17 June 2018

Privacy in the age of Augmented Reality

It is said that the stone age lasted 2.5 million years.
The agricultural age lasted a few millenia.
The industrial age lasted a few centuries.
The digital age lasted a few decades.

Now we are said to be at the brink of a new age: "The age of Augmented Reality".


We are already there. We have virtual reality headsets. We pick up our phone to internet-search for answers when we have questions.
More importantly, we are at the doorstep of mind-controlled devices. Microsoft has already applied for a patent. You could eventually even communicate with people or animals without having to speak a word.

Privacy
While it's fascinating to see what technology has to offer, there's also the element of loss of privacy. Governments and corporations got access to our homes via the internet. Now they have even more intimate information of us via our smartphones. With brain controlled devices, they are posed to have access to the very depths of our thoughts.

I had an SMS conversation with a friend about a cab service and in a couple of hours and on the next day I received SMS advertisements about that cab service. I have never received ads about that service before in my life. So now the harsh reality is that even if you avoid messaging apps, your mobile phone service providers are monitoring and monetizing on your SMS'es and perhaps your conversations too.


There's plenty more.

In-spite of knowing this, most people happily allow companies and governments to have access to their personal data. Because the services are free!
Given the way my data was used without my consent for sending me an SMS ad, I wonder if we would have privacy even if we paid for using GMail, Facebook, WhatsApp etc.



Are our thoughts going to remain private?
I'm very sure that companies designing mind control apps and devices will also be devising an elaborate strategy to convince people to happily give them access to their minds and thoughts. In the same care-free way we do with free email and messaging services.

=======

**Brief 1:**
Answer these questions about the post on privacy in the age of augmented reality:
(a) How long does the post say the industrial age lasted?
(b) Which company has already applied for a patent on mind-controlled devices?
(c) What did the writer receive after an SMS conversation with a friend about a cab service?
**Brief 2:** Can you extend the post on privacy in the age of augmented reality, picking up right after its final sentence?
The data has no connection to the post on privacy in the age of augmented reality.

=======

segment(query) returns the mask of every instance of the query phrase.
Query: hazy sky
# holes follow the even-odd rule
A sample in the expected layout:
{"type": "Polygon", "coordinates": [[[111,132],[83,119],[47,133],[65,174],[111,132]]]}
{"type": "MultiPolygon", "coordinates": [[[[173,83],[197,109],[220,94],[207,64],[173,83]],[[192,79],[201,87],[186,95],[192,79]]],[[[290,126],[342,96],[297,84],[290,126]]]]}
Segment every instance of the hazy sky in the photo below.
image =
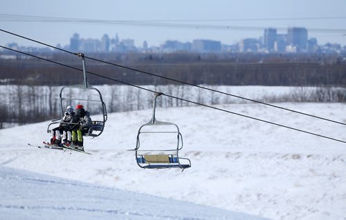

=======

**Exercise answer 1:**
(a) A few centuries.
(b) Microsoft.
(c) SMS advertisements about that cab service.

**Exercise answer 2:**
People born before the 1950's used to envy us when they saw how fascinating the digital age was. They weren't able to adapt quickly enough to use it, but they wished they could. They told us how lucky we were to be born into the "jackpot generation" which is witnessing a phenomenal change in technology.
Some people don't envy us though. They envy our grandparents, saying that maybe they lived in a world with lesser access to medical facilities, information, travel and a lot of other things we enjoy. Even then, they lived happier lives where life moved at a more comfortable pace. Food, air and water were purer. Privacy was something they had a lot more control over.

There may come a time though, when people will ask if privacy is really so necessary? A time when information and thought will be so pervasive that it'll become a lot easier to trust someone because you already know everything about them. This would remove barriers of communication and basically the entire world, not just humans, but even animals and perhaps trees and plants would be able to function as a single cooperative entity, sharing knowledge and purpose. Perhaps leading to a time when we finally answer the ultimate question of why we exist in this universe!